_Problem requirements_. List the question words that the passage below on critical thinking in law names in its opening lines.

_Reading passage_.
The law makes you think about all things big and small. The who, what, where, when, how and why.  A police officer asks those questions for the crime report. The detective digs deeper. In the grand jury and trial stage we must dig even deep – deeper because you never what what tiny problem might arise in court.

Law school should export critical thinkers. All lawyers should be critical thinkers. They are often not. But they should be. I know lawyers who are doffusses and some think like criminals.

Juries and Jurors: And Lord knows common jurors… your wonderful peers… have no training in critical thinking. It’s the pot luck, roulette wheel of your freedom and fortune.

When I was an investigator in the US Army and in those court martials, the juries consisted of officers, usually college grads. No guarantee of critical thinking, but on paper at least they appear  probably smarter than civilian “Joe-Shit-The-Rag-Man,” juror, often was-is someone who was never taught civics in school, the law or government or unbiased history. Often was-is someone that when questioned think Abe Lincoln was the first president. Often someone who failed to avoid jury duty and sometimes even fall asleep in the jury box. (Oh yes, I could tell you stories – well, I have, in my book below, actually. Judges are supposed to “wake up” jurors. Naps never happens in military tribunals. Oh no. And in federal court the judges are VERY powerful and sleepers are awakened by “thunderbolts” from the bench. But in state and county courts, not always. To counter the snoozers, I would sometimes fake a loud sneeze into the microphone when testifying and coming to a vital speech point. I would watch the nappers’ heads bolt up. I would wait a few seconds for them to come to their senses. Everyone in the court knew what I was doing, but it was a Oscar-level, sneeze performance with which I could contest any objections.)

One of the many things I learned that for the colonel, the scientist or the carpet-layer to totally draw conclusions, they need to hear and analyze total evidence. Thus…the “Total Evidence theory.”

“There’s a crucial principle in probabilistic reasoning known as the ‘total evidence requirement’. This is roughly the principle that we should always use the most specific evidence available to us. Suppose the prosecution tells the jury that the accused always carries a knife around with him, neglecting to add that the knife in question is a butter knife. The prosecution has not lied to the jury, but it has misled them by giving them generic information – that the accused carries a knife – when it could have given them more specific information – that the accused carries a butter knife. In other words, the prosecution has violated the total evidence requirement.” – Phillip Goff is professor in philosophy at Durham University, UK. Writing in Aeon Magazine 

But then, moments later, the defense is supposed to step up and clear that information up. Fingers get pointed. Phony outrage erupts, “What the prosecution didn’t tell you is, the knife was a butter knife!”

[Point annotation dataset rows]
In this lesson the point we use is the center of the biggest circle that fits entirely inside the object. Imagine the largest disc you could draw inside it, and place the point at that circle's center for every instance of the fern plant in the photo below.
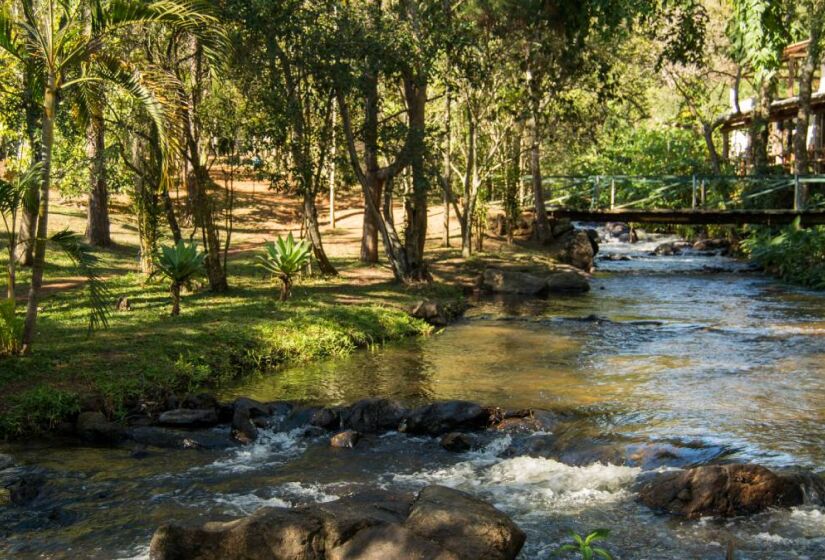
(584, 545)
(284, 259)
(179, 263)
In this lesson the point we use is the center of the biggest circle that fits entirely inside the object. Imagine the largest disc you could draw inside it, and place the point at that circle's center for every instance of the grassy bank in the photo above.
(218, 338)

_In response_.
- who
- what
- where
- when
- how
- why